[Extracted data entries]

· · · · · · ·

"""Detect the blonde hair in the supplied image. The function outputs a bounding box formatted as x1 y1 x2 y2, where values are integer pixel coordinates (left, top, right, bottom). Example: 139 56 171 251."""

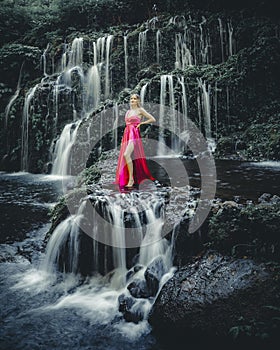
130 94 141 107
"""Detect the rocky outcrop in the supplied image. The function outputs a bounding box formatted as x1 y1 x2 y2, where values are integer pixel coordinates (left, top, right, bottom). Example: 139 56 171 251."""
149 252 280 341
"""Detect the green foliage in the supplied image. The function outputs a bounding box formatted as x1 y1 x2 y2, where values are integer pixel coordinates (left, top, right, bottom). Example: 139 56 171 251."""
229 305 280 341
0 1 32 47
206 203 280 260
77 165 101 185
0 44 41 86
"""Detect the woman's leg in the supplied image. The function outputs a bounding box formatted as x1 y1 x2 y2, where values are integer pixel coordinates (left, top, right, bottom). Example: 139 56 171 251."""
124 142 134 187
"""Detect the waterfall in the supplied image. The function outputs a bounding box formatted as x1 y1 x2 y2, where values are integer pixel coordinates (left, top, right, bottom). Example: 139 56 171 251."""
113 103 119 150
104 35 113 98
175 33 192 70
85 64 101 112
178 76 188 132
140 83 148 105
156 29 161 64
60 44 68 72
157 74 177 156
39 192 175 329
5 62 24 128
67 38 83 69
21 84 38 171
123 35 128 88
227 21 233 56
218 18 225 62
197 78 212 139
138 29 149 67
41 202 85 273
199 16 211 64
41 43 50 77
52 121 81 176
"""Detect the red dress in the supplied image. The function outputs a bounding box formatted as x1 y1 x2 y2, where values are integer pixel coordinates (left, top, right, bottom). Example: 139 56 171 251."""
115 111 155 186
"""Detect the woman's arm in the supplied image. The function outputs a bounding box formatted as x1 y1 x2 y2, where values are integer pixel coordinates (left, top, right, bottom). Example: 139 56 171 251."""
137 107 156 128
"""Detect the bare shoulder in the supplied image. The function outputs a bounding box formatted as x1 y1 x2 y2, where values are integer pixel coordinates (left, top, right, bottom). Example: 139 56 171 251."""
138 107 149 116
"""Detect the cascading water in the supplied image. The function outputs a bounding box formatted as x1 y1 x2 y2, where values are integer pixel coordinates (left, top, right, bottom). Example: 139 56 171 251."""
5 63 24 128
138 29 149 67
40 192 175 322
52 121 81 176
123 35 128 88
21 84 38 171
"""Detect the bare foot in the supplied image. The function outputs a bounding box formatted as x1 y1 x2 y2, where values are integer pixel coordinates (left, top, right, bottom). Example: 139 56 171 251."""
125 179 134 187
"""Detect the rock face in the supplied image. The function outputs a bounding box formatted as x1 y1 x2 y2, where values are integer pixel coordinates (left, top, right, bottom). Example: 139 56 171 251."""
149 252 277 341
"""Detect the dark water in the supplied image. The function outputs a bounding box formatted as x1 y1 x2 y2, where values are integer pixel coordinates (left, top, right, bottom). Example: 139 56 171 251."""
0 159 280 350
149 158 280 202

· · · · · · ·

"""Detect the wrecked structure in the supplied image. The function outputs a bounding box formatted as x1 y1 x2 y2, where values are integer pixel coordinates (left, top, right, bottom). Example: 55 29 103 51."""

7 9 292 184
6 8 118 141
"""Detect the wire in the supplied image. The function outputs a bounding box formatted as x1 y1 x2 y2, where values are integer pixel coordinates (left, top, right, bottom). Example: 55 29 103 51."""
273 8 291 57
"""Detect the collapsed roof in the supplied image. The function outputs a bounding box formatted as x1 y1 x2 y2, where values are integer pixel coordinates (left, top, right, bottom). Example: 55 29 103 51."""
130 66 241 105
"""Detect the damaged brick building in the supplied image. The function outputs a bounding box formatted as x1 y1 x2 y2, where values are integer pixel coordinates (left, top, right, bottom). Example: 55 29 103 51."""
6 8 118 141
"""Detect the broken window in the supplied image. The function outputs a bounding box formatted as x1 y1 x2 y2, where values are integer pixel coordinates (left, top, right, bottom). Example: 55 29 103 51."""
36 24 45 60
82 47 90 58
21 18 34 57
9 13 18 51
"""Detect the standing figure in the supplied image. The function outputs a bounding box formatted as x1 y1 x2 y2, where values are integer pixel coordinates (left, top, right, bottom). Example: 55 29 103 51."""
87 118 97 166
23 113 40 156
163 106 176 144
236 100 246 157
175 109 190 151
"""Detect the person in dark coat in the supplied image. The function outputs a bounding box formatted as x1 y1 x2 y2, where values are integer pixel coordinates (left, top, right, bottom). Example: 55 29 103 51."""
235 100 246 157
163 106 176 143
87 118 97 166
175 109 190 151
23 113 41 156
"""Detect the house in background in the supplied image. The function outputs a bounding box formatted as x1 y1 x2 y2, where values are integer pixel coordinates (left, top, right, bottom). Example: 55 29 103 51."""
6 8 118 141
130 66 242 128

· · · · · · ·

Reproduce the material from the line containing "the person in" down to the line containing "130 66 242 128", swapping "dark coat" for "black jacket" and leaving everything else unchanged.

"""Detect the person in black jacket in the supplied image. The function outputs a bounding box formatted as x1 y1 x2 y2, where values are integer pixel coordinates (left, top, right, bottom). Example: 55 29 103 51."""
235 100 246 157
163 106 176 143
87 118 97 166
175 109 190 151
23 113 41 156
"""Detect the house in background in the supplied image. The function outputs a bounding box formatted as x1 y1 x2 y2, where values are integer pixel coordinates (left, top, right, bottom). Example: 55 29 103 51."""
6 8 118 141
130 66 242 128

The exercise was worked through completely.